**WORK INSTRUCTIONS:**
Copy the items below from the line containing "Put a marker on every instance of the black shorts" through the end of the items, both ends included, keeping the requests as they are. Multiply every x and y coordinate in the answers by 1.9 and round each result to a whole number, with halves rounded up.

-------- DATASET RECORDS --------

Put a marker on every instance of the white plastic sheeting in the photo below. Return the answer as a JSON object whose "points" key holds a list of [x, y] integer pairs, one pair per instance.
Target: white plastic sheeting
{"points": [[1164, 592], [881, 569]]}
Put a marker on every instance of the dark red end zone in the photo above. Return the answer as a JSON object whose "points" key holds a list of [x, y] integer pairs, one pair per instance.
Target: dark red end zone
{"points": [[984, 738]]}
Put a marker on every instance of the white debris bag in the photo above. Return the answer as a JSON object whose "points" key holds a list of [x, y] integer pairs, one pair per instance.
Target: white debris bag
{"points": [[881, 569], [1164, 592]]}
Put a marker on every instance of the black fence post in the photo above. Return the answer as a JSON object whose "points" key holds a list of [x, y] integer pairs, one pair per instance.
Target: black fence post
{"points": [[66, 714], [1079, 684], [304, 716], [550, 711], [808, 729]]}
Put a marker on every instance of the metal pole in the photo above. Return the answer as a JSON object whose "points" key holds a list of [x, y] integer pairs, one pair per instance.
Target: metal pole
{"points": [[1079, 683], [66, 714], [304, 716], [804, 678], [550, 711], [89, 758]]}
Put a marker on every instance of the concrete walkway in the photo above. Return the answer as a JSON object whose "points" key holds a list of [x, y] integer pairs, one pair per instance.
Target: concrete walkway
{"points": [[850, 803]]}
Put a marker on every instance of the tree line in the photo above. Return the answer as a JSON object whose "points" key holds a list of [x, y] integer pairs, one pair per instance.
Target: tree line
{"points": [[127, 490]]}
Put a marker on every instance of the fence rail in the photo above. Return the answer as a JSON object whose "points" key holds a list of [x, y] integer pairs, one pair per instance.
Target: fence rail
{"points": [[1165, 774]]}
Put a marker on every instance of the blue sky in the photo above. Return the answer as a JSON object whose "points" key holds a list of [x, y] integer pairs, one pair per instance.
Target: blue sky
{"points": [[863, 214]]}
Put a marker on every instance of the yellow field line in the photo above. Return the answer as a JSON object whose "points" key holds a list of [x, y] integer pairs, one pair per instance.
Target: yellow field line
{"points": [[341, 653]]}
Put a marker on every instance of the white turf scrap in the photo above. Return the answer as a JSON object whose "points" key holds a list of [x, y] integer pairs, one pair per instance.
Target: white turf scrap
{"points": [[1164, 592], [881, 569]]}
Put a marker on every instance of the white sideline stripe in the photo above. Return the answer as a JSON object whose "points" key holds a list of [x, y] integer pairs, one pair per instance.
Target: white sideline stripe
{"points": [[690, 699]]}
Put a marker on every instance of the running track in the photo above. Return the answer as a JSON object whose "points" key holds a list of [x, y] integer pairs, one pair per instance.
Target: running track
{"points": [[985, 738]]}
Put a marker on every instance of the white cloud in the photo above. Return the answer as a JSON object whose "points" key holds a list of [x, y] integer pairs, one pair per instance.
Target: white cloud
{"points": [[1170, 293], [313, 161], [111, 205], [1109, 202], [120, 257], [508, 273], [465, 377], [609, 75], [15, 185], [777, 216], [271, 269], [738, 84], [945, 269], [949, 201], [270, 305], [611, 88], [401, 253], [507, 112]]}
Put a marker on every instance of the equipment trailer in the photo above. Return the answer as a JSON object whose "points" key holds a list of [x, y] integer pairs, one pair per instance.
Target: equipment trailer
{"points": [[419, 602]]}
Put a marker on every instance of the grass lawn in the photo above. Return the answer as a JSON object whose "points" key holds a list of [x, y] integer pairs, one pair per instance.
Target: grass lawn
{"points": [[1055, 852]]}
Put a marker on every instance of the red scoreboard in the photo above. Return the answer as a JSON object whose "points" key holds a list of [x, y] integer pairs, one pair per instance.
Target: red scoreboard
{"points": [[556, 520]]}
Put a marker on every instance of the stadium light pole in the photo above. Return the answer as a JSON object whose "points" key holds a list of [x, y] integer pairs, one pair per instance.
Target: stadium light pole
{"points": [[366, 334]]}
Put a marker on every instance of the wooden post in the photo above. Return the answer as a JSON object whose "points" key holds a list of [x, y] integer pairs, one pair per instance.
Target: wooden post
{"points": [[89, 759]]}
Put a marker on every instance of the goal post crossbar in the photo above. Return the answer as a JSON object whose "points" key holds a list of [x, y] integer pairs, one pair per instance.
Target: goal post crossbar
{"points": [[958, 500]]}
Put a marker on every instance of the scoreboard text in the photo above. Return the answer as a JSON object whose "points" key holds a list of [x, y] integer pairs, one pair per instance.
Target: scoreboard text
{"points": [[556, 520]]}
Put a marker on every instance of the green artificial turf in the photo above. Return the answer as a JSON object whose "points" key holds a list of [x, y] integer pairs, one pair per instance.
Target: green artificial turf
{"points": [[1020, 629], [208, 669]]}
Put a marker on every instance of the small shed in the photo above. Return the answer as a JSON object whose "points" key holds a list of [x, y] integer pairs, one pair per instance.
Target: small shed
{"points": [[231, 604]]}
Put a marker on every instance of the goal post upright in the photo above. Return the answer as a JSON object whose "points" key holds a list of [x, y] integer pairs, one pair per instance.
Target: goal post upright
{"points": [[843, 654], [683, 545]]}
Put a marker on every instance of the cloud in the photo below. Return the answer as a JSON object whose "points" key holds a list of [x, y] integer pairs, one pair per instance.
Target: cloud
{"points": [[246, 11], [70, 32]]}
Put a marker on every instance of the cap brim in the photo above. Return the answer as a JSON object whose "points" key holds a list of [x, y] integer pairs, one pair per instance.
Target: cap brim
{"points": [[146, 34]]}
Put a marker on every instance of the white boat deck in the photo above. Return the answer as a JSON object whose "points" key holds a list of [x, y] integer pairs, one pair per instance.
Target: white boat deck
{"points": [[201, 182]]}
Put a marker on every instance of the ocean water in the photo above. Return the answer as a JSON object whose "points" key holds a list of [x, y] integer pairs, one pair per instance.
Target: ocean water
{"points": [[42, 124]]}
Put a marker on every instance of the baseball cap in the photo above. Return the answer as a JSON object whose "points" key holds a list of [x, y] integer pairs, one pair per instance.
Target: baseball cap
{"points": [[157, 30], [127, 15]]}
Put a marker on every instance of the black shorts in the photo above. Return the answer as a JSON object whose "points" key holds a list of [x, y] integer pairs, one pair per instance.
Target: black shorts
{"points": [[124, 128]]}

--------

**TASK RESULT:**
Put a marker on every instance of the black shorts in the photo above. Return the answer as a JSON object whose "points" key holds a list of [x, y] integer pairs, one pair per instance.
Target: black shorts
{"points": [[236, 243]]}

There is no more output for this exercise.